* Image point annotation entries *
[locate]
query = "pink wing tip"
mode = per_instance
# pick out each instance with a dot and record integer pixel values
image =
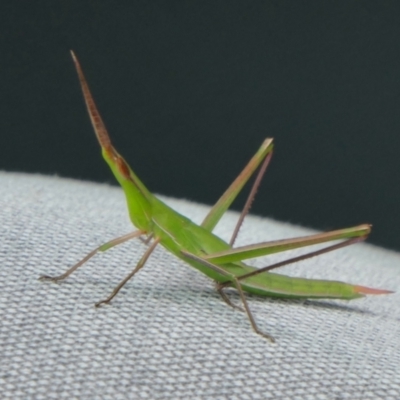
(366, 290)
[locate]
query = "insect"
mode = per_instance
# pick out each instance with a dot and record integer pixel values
(157, 223)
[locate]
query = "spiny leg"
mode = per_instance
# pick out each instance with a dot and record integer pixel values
(237, 285)
(251, 197)
(337, 246)
(103, 247)
(139, 265)
(218, 209)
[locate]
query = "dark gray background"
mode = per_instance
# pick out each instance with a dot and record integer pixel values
(189, 90)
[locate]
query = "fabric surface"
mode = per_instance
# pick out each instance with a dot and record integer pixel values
(168, 334)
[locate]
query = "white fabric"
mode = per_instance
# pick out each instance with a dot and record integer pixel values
(168, 334)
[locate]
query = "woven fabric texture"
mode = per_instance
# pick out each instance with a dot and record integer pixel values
(168, 334)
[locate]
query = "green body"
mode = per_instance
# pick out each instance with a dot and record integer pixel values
(199, 247)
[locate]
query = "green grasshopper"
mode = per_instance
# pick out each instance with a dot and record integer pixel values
(195, 244)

* What you have to do *
Every record must be copied exactly, with images dropped from the result.

* Correct result *
[locate]
query = "pink wing tip"
mode = per_instance
# pick out each instance with a dot and record integer pixel values
image =
(366, 290)
[locate]
query = "insect"
mode = per_instance
# pick out each instance with a dot and record integer pixel values
(157, 223)
[locate]
query = "spiny leg"
mode = per_instance
# pick out each instance with a dot and record integer pixel values
(237, 285)
(251, 197)
(337, 246)
(103, 247)
(139, 265)
(218, 209)
[locate]
query = "dark gray background"
mode = per_instance
# pick out each instance with a dot and record integer pixel values
(189, 90)
[locate]
query = "fabric surface"
mode = per_instance
# pick out each instance with a dot and record integer pixel values
(168, 334)
[locate]
query = "white fabric"
mode = per_instance
# pick out each instance with a dot and record integer pixel values
(168, 334)
[locate]
query = "woven fabric texture"
mode = per_instance
# pick out each instance with a dot and record integer pixel values
(168, 334)
[locate]
query = "green body"
mode = per_instance
# pick out each instance with a dot and record integer pixel values
(199, 247)
[locate]
query = "green grasshopper"
mode = per_instance
# pick out each instance with a dot and record integer pixel values
(195, 244)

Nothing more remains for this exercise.